→ **Passage given**
* Begin *

Leonard Bernstein composed "Kaddish" in 1963, and it includes a text that he wrote himself. Indeed, the piece and this accompanying narration were performed in Israel that same year, featuring actress Hanna Rovina, with Bernstein conducting. The newer version, with the text by Pisar - a friend of Bernstein's - was first performed in 2003 in Illinois and afterward in Lucerne, Berlin, Paris, London, New York, Rome and Washington.

Undoubtedly, the full impact of the work can be felt when the audience is aware of its context and are acquainted with Pisar the man, or at least with his autobiography, "Of Blood and Hope," which tells of how this young boy from Bialystok survived the horrors of the Shoah, and as an adult forged an illustrious career.

The idea of adding a new text by Pisar to the work came from Bernstein himself, according to Pisar. After reading "Of Blood and Hope," the late maestro thought its author could bring a stronger, more authentic voice to the symphony than he himself could - since while Bernstein lost relatives in the Holocaust, he did not experience it himself. Bernstein was especially impressed by Pisar's description of a high-level Soviet-American conference that took place in Kiev in 1971. At that conference, Pisar related, he responded to the Russian delegates' vicious anti-American and anti-Semitic statements by quoting from Yevgeny Yevtushenko's famous poem, "Babi Yar."

Samuel Pisar was born in 1929, the son of Helena and David. The family was well-to-do; his father founded the first taxi company in the area. The Nazis murdered his parents and his young sister, Frieda; Samuel was imprisoned in Majdanek, Auschwitz and Dachau. At the end of the war, he managed to escape during one of the death marches.

After the liberation, Pisar and two friends spent a year and a half living unnoticed in Landesberg, Bavaria. He was then taken to Paris to the home of his aunt and later went to Australia under the patronage of his uncle. In Melbourne he resumed his studies, in which he excelled. In a pre-concert conversation, a few days ago, Pisar recalled that at the time, he "converted the adrenaline I had used in the past to survive, as a hunted animal" into energetic pursuit of his studies. The ability to harness that energy, he said, "served me well."

Subsequently - amd after recovering from a bout of tuberculosis - he traveled to the United States. He earned a doctorate in law from Harvard University, another doctorate from the Sorbonne and honorary doctorates from other universities in the U.S., Europe and Australia.

In 1950, Pisar was hired to work at the United Nations in New York and also worked for the UN in Paris; he returned to Washington in 1960 to be a member of president John F. Kennedy's economic and foreign policy task force and as an adviser to the State Department and to Senate and House committees.

As a lawyer in private practice in the U.S., Great Britain and France, he was involved in such realms as governance, multinational corporations and charities; he worked for the Olympic Committee, and chaired international conferences on trade, law and diplomacy. The quest for world peace and normalized relations between nations were always a focus of his approach and efforts: Indeed, at the height of the Cold War, he encouraged the establishment of U.S. relations with Russia and China, and helped oppressed minorities and politically persecuted figures, including composer Nikis Theodrakis, scientist Andrei Sakharov and writer Alexandr Solzhenitzin. Pisar also managed to help free many dissidents from Soviet prisons.

* End *

→ **Data rows**
* Begin *

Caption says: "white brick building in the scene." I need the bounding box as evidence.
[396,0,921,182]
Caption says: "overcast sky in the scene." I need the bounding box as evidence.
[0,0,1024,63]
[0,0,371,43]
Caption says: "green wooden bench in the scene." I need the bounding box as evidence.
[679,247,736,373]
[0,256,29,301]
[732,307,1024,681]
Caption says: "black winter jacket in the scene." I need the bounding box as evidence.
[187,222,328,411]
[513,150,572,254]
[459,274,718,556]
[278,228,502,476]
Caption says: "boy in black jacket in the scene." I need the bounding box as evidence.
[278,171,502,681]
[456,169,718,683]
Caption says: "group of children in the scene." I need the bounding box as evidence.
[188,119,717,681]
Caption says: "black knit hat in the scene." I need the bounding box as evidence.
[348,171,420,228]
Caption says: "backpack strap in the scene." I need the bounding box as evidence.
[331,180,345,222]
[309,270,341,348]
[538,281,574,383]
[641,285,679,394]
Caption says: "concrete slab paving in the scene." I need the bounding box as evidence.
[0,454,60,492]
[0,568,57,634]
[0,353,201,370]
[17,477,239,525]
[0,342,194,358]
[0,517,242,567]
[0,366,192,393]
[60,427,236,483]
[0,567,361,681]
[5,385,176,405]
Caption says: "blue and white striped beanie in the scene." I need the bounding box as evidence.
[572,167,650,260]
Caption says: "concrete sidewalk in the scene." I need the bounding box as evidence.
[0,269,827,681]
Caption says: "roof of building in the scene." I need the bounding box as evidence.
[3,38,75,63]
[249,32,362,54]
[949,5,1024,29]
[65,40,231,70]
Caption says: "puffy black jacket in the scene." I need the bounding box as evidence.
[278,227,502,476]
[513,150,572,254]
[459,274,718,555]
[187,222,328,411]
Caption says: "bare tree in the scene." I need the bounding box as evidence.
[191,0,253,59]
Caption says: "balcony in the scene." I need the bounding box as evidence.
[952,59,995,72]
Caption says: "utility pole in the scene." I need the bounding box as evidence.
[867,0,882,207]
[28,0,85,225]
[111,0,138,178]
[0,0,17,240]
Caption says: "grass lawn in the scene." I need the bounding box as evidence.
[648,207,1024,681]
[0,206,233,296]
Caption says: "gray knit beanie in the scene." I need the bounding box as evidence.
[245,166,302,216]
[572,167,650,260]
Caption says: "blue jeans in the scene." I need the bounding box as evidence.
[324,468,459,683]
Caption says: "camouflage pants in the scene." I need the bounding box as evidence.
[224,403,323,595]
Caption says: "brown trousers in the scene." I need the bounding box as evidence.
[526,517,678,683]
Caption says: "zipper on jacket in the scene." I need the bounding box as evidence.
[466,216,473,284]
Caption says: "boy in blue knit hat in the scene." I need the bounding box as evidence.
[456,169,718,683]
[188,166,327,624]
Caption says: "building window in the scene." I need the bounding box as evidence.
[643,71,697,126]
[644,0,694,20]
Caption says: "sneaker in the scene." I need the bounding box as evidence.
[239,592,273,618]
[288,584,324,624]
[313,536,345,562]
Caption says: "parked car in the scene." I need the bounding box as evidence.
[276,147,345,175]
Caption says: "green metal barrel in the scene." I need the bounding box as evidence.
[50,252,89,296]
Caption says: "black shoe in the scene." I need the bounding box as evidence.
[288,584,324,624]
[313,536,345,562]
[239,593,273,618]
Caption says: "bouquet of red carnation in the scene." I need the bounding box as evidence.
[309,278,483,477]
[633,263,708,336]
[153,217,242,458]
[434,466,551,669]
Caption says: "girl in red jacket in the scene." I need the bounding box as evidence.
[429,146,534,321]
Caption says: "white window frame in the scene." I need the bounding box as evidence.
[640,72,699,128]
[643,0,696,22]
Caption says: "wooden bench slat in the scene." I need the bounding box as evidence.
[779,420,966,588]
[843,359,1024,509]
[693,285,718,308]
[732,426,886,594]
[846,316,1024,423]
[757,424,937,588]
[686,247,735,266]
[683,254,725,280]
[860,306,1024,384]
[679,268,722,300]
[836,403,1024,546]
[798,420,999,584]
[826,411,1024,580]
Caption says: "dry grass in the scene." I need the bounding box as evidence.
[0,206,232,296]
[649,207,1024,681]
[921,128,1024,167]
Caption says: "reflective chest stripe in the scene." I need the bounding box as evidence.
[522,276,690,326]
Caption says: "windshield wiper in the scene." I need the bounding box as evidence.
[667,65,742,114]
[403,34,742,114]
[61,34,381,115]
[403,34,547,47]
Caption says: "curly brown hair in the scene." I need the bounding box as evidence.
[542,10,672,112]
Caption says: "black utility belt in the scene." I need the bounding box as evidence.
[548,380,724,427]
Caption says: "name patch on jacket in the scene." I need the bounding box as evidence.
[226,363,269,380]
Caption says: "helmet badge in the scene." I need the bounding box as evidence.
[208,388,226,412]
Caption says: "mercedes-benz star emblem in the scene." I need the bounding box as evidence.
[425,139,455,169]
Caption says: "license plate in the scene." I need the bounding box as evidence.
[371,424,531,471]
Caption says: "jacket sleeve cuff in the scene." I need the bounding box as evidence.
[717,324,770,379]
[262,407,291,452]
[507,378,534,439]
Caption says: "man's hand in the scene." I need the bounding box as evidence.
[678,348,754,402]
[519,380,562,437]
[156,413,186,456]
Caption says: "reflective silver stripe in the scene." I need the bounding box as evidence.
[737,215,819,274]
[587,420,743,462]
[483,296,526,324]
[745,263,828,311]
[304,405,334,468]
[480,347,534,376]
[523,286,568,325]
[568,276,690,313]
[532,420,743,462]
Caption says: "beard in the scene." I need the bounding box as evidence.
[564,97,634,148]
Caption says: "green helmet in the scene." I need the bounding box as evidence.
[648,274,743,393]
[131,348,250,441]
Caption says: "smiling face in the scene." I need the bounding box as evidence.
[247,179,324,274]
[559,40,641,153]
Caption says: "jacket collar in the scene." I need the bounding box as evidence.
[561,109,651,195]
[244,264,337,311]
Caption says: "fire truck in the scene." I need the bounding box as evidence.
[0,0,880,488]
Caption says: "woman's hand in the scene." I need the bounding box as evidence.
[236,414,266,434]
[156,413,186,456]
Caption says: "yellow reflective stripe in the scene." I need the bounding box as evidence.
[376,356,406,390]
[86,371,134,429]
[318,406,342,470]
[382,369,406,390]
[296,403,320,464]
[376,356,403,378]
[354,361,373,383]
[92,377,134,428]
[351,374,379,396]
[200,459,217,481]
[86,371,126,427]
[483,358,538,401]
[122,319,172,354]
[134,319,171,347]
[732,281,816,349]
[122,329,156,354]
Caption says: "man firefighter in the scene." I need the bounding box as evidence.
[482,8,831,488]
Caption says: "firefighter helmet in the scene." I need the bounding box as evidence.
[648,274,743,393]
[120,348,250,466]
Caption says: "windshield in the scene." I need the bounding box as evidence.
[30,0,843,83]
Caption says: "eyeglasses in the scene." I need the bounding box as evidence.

* End *

→ **Job 1**
According to the passage on Samuel Pisar, what did his father found?
→ **Job 2**
In the passage on Samuel Pisar, which cities hosted the newer version of "Kaddish" after its first performance in Illinois? List them all.

→ **Answer 1**
The first taxi company in the area.

→ **Answer 2**
Lucerne, Berlin, Paris, London, New York, Rome, Washington